==== SUPPLIED INFORMATION ====

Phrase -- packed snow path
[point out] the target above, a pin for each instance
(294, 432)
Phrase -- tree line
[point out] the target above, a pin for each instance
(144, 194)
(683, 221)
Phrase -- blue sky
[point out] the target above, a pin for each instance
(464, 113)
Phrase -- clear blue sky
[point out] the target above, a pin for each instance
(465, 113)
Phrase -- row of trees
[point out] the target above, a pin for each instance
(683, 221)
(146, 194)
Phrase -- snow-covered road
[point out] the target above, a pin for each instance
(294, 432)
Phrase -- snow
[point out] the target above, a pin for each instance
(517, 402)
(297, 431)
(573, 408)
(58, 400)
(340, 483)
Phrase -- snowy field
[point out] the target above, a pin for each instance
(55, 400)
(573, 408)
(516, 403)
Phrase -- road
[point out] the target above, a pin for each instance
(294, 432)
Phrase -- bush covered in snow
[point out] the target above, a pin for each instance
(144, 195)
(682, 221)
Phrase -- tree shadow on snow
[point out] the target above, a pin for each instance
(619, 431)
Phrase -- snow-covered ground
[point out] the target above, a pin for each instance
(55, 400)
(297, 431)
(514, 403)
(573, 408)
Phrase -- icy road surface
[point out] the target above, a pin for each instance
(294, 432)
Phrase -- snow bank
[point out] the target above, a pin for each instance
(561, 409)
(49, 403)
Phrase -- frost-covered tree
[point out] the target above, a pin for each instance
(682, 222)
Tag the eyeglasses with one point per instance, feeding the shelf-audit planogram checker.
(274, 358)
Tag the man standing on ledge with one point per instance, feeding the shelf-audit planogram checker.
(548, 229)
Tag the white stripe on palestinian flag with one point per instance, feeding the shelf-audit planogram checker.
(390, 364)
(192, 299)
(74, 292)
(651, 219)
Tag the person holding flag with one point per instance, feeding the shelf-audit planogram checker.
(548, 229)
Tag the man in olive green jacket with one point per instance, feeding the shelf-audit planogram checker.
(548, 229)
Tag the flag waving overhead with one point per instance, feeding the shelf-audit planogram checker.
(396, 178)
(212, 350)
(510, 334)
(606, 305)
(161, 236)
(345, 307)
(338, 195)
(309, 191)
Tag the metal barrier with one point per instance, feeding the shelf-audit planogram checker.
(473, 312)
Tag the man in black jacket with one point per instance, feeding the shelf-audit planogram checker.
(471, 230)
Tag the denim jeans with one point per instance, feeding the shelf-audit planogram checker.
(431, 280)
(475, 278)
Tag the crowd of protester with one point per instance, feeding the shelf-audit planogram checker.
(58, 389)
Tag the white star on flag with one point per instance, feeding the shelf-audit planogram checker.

====

- _EXERCISE BRIEF_: Looking only at the entries, count the lines that contain the word "road", then state that count and nothing else.

- _OUTPUT FOR THIS TASK_: 3